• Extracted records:
____________________

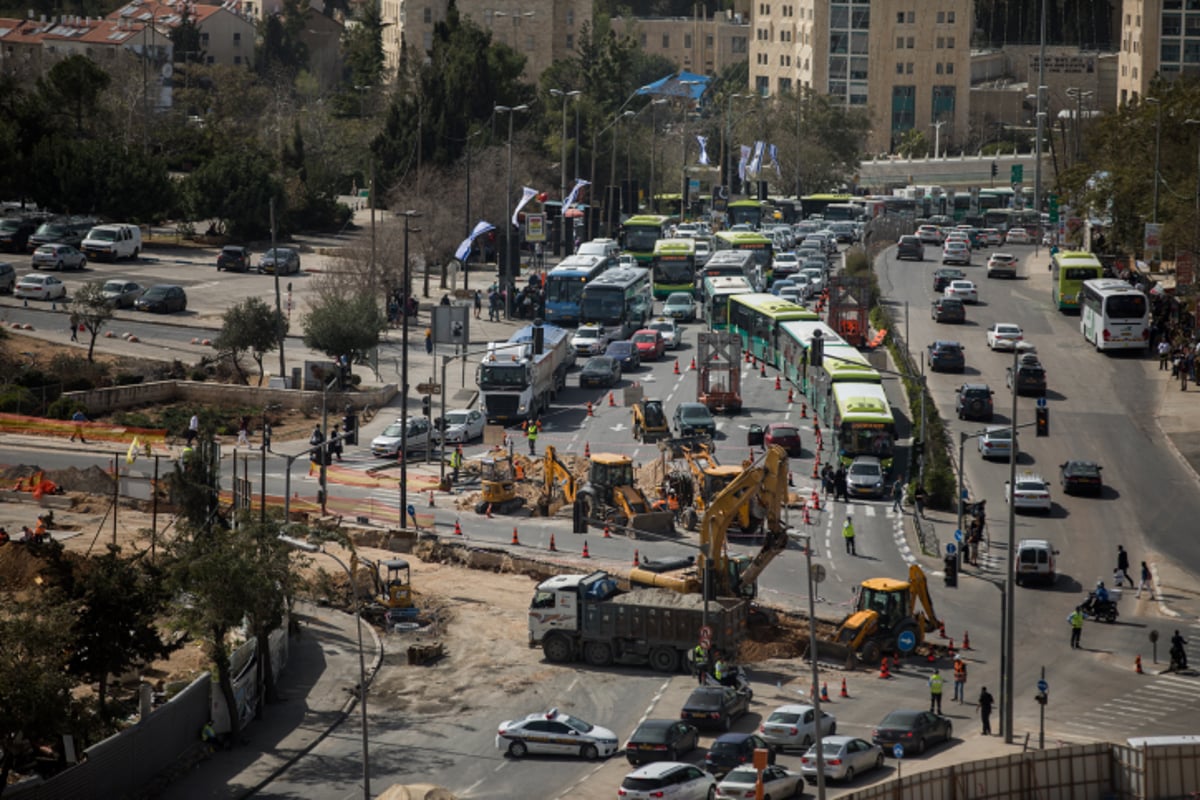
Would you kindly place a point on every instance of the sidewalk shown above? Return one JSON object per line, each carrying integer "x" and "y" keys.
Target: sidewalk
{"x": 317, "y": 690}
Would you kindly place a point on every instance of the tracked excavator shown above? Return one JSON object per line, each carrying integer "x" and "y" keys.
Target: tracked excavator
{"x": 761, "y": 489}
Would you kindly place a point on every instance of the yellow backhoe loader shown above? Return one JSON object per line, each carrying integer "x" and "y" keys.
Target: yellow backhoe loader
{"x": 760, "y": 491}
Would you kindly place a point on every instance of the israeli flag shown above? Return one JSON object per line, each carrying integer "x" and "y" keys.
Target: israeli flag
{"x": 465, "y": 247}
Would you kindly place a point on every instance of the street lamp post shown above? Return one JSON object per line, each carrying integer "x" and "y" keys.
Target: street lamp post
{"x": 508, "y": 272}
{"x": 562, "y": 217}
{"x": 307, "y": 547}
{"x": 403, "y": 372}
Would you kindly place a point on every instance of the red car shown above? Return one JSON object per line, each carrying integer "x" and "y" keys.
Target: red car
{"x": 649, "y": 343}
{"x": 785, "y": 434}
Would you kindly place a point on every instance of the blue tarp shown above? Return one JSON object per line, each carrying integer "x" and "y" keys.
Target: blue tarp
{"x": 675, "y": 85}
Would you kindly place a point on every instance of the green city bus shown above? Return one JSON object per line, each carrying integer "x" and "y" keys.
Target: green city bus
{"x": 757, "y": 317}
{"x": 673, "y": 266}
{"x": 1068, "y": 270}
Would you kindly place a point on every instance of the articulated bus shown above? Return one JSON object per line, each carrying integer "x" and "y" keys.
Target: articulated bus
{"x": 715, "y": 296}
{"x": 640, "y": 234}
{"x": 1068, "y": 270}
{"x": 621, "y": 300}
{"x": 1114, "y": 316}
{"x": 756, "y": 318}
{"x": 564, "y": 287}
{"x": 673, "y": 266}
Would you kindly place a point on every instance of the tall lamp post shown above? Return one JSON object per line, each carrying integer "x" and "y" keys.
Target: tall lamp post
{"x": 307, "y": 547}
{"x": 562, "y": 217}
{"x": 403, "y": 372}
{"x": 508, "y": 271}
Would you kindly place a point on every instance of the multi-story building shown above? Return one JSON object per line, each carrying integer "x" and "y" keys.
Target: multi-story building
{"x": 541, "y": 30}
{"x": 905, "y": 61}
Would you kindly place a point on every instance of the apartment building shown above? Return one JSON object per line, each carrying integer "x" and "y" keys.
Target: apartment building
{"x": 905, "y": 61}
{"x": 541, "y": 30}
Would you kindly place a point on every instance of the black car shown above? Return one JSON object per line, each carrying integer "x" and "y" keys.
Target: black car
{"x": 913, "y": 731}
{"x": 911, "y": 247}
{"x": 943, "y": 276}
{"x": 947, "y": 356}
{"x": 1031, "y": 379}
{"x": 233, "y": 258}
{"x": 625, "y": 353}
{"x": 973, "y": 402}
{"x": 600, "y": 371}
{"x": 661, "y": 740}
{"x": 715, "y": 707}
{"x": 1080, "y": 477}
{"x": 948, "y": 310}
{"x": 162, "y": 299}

____________________

• Task goal: Give the entries back verbatim and omit the images.

• Output of the exercise:
Would you kindly place a point on every instance of the sidewalk shown above? Return one JSON object per line, each carrying integer "x" and "y" keys.
Target: sidewalk
{"x": 317, "y": 690}
Would you kindly place a point on every instance of the tracked excavator shown above? Return one JSON object per line, each carrying integer "x" and "y" keys.
Target: tracked excavator
{"x": 761, "y": 489}
Would you kindly place a point on every instance of the yellow backhoe loader shown above? Return one JSON object per line, each carrying integer "x" and "y" keys.
Target: yellow backhoe loader
{"x": 760, "y": 491}
Would you kindly place a point on every instance of the israeli flag shown above? Return one JSON object per line, each carrying integer "x" and "y" keys.
Target: israeli flag
{"x": 465, "y": 247}
Would you kindly place a point on every instance of the street lamp post shown above? Return one JSON object per line, each carrying integer "x" and "y" keys.
Target: street lamp post
{"x": 508, "y": 272}
{"x": 562, "y": 217}
{"x": 307, "y": 547}
{"x": 403, "y": 372}
Would you kindly place a point on every instance of the red car shown above? Return one JSON object per line, each carrying integer "x" and "y" keys.
Target: red car
{"x": 649, "y": 343}
{"x": 785, "y": 434}
Would you kindly place a point on every instance of the blue tarp shown above? Return one JSON object per line, each carrying integer "x" and "y" keys.
Target: blue tarp
{"x": 675, "y": 85}
Would you kindly place a point on every instance of the green city bus shown above? Return one JSON object per line, each carrying integer "x" and "y" keys.
Target: green city bus
{"x": 757, "y": 317}
{"x": 673, "y": 266}
{"x": 1068, "y": 270}
Would you kindly place a point on every instance of the articulated bus shown above? Return one JSON object per line, each carrying integer "x" and "y" keys.
Target: articulated bus
{"x": 715, "y": 296}
{"x": 640, "y": 234}
{"x": 1068, "y": 270}
{"x": 621, "y": 300}
{"x": 1114, "y": 316}
{"x": 756, "y": 318}
{"x": 564, "y": 287}
{"x": 673, "y": 266}
Would you kindly place a point on every instance of the tall lamp post shown above? Return one JSON object per line, each carrying integer "x" and "y" keys.
Target: tall lamp post
{"x": 307, "y": 547}
{"x": 562, "y": 217}
{"x": 403, "y": 372}
{"x": 508, "y": 271}
Would you kindly place a point on every instance of the multi-story building shown above? Return one JSON object per line, each carrying integer "x" and "y" keys.
Target: multi-story building
{"x": 541, "y": 30}
{"x": 905, "y": 61}
Would you kindly place a point on every instance of the apartment building shown above? Return one JSON object per line, each carrying integer "x" and "y" keys.
Target: apartment building
{"x": 905, "y": 61}
{"x": 541, "y": 30}
Would you kindly place a point on every instance of the black car shown above? Return one JSON object per line, each carrying integer "x" and "y" keys.
Target: black car
{"x": 913, "y": 731}
{"x": 911, "y": 247}
{"x": 943, "y": 276}
{"x": 947, "y": 356}
{"x": 1031, "y": 379}
{"x": 233, "y": 258}
{"x": 625, "y": 353}
{"x": 973, "y": 402}
{"x": 600, "y": 371}
{"x": 661, "y": 740}
{"x": 715, "y": 707}
{"x": 1080, "y": 477}
{"x": 948, "y": 310}
{"x": 162, "y": 299}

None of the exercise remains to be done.